> [Task goal]:
Scan the entries below, and for each line that includes the word "dark", make a copy.
- Opening Delimiter -
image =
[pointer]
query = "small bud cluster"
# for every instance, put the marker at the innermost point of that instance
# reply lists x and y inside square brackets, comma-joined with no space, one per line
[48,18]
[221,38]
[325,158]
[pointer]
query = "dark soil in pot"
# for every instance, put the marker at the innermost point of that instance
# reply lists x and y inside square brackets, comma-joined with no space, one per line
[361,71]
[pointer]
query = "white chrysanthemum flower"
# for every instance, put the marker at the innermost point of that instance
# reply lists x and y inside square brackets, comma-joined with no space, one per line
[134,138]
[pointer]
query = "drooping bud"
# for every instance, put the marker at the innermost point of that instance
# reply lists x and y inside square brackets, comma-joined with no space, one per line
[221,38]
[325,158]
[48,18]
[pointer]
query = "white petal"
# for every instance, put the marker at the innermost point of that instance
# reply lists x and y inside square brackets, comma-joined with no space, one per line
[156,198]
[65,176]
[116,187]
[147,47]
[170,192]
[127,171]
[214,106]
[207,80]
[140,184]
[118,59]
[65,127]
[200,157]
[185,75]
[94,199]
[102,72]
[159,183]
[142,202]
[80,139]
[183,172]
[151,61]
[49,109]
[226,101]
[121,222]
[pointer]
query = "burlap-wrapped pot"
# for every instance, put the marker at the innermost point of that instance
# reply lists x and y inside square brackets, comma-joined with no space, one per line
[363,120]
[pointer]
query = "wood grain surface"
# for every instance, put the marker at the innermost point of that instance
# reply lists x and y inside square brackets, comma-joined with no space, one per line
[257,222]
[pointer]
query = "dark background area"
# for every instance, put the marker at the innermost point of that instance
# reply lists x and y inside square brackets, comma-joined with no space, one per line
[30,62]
- Closing Delimiter -
- Opening Delimiter -
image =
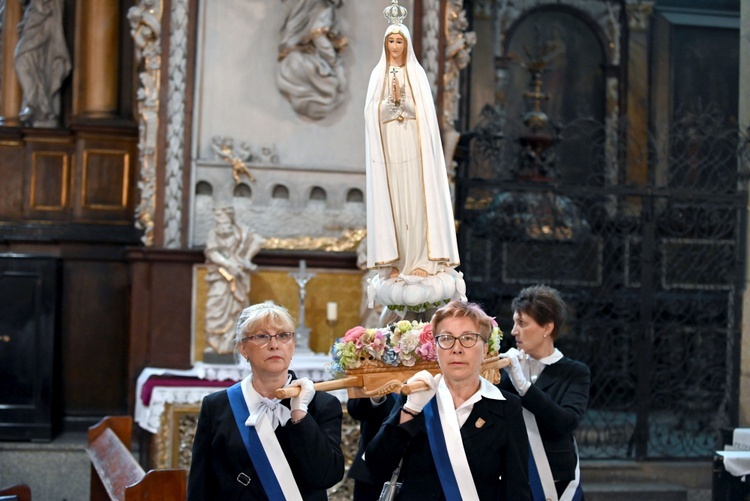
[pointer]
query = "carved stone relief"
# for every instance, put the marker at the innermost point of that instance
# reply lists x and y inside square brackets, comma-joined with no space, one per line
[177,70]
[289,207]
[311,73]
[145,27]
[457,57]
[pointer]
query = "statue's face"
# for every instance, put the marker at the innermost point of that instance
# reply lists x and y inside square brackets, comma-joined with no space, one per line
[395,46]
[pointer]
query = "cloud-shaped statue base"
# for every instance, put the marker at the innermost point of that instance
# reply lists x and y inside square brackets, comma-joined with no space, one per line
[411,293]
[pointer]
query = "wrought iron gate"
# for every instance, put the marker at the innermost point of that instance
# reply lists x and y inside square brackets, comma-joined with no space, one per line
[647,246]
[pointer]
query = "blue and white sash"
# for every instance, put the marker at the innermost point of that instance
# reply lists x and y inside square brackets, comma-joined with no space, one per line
- Closing Delimiter -
> [Exercise output]:
query = "dark soil in pot"
query = "dark background area"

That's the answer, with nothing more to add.